__Task material__.
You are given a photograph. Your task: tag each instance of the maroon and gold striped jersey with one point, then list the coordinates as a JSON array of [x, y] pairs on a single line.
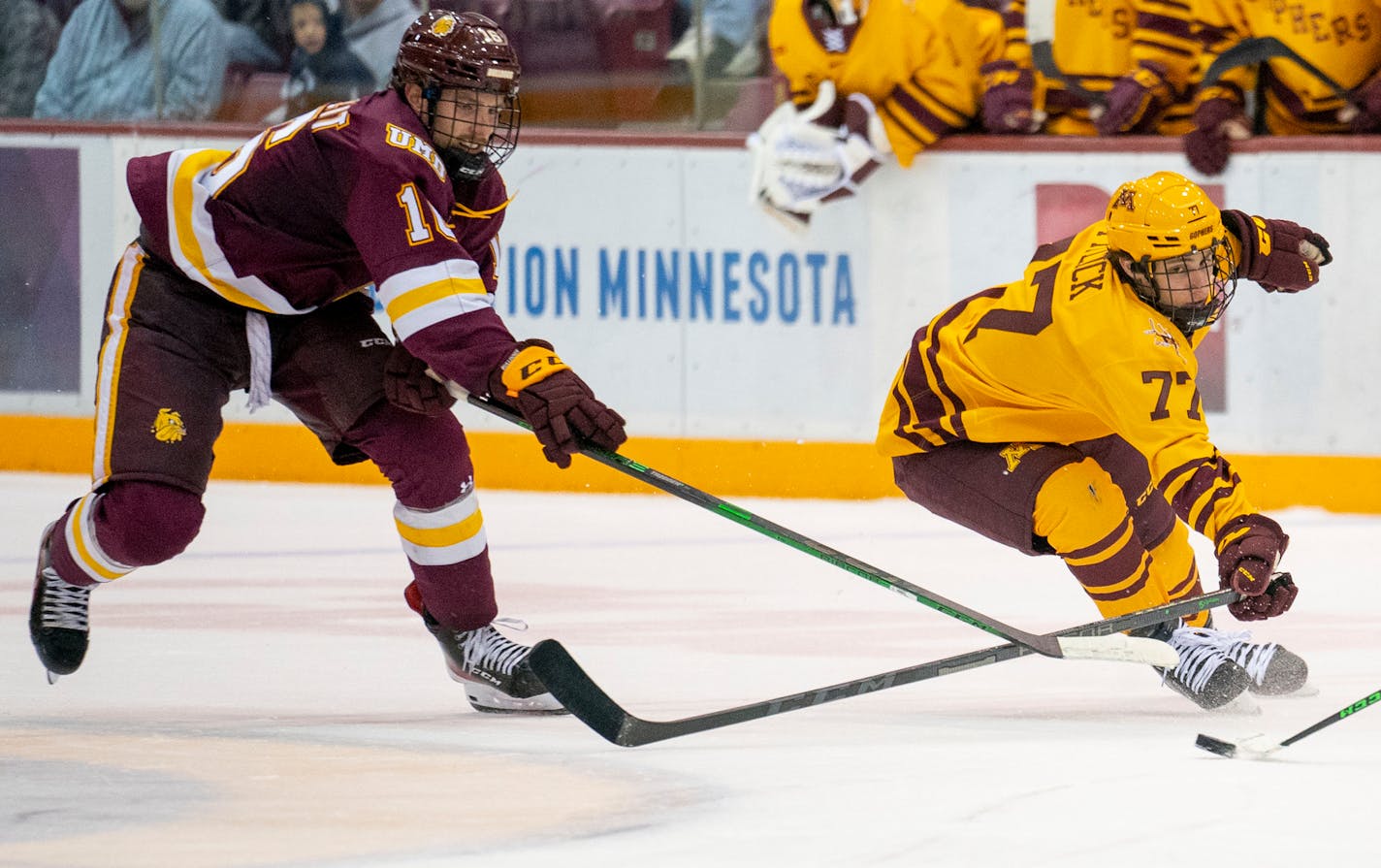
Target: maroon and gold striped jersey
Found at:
[[915, 61], [326, 203], [1067, 353]]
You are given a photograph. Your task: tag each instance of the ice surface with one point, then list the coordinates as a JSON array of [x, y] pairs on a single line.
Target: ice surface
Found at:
[[268, 700]]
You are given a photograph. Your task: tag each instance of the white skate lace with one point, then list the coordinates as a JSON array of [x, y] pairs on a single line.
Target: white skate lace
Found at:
[[488, 649], [64, 606], [1201, 653]]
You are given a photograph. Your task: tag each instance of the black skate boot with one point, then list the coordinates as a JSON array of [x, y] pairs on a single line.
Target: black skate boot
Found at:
[[494, 669], [58, 622]]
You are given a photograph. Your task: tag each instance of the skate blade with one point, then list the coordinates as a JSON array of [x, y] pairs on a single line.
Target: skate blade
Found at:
[[491, 701], [1305, 691]]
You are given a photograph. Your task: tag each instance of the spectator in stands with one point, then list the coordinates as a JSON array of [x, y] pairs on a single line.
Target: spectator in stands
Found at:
[[323, 68], [28, 36], [373, 29], [257, 32], [107, 68], [62, 9], [731, 33]]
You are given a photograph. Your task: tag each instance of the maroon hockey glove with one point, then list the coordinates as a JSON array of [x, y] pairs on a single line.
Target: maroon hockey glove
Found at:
[[1208, 145], [1009, 98], [559, 404], [1366, 104], [1280, 255], [409, 387], [1137, 101], [1249, 548]]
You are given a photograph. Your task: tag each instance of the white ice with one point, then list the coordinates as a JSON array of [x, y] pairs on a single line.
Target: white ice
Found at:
[[267, 698]]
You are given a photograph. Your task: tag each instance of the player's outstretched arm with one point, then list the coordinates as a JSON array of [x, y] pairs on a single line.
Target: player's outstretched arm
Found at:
[[1277, 254], [561, 408]]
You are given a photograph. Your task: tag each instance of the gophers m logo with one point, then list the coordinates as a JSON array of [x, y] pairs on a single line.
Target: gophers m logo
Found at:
[[443, 25], [1162, 337], [168, 427], [1012, 454]]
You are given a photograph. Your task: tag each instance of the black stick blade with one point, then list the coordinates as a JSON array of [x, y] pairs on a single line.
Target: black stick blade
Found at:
[[1215, 746], [576, 691]]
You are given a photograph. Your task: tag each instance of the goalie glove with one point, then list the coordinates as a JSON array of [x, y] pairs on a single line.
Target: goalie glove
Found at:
[[805, 157]]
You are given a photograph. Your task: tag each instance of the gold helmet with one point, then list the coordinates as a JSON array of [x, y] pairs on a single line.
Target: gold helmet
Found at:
[[1169, 241]]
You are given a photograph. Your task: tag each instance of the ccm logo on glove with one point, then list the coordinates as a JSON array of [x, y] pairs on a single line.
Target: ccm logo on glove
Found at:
[[530, 365]]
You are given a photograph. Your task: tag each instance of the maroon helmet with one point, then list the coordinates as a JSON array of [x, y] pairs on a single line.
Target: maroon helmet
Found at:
[[448, 54]]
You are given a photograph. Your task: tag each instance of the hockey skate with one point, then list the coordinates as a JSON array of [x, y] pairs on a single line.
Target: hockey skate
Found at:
[[58, 617], [1217, 666], [494, 669]]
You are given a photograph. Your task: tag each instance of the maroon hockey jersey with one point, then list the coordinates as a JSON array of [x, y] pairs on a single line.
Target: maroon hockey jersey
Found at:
[[326, 203]]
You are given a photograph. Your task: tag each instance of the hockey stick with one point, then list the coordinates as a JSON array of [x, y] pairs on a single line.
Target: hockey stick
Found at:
[[1256, 747], [1043, 58], [1260, 48], [586, 700], [1083, 648]]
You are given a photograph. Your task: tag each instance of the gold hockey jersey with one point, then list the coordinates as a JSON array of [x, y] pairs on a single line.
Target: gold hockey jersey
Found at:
[[1339, 38], [1064, 355], [915, 61]]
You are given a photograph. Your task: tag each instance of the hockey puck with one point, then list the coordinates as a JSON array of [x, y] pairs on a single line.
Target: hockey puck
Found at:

__Exercise details__.
Given the word "gold", show every line of the records that contains it.

__Completed task__.
You are given a photograph. Your task: tag each instance of the maroon and gold striped jersey with one point, then list the coordinates as a JSON array of [x, y] pairs on a single line.
Target: maroon and gold striped jersey
You are given a photograph. Your task: tag each instance of the gold helmet with one point, then list the coordinates as a JSON array of [x, y] pairs on a single line.
Target: gold helmet
You are given a photograph. Your task: tag each instance of the gold hockey jersey with one point, then list the coordinates as a JSON array of [x, y] pairs on a single line.
Target: gold hockey jersey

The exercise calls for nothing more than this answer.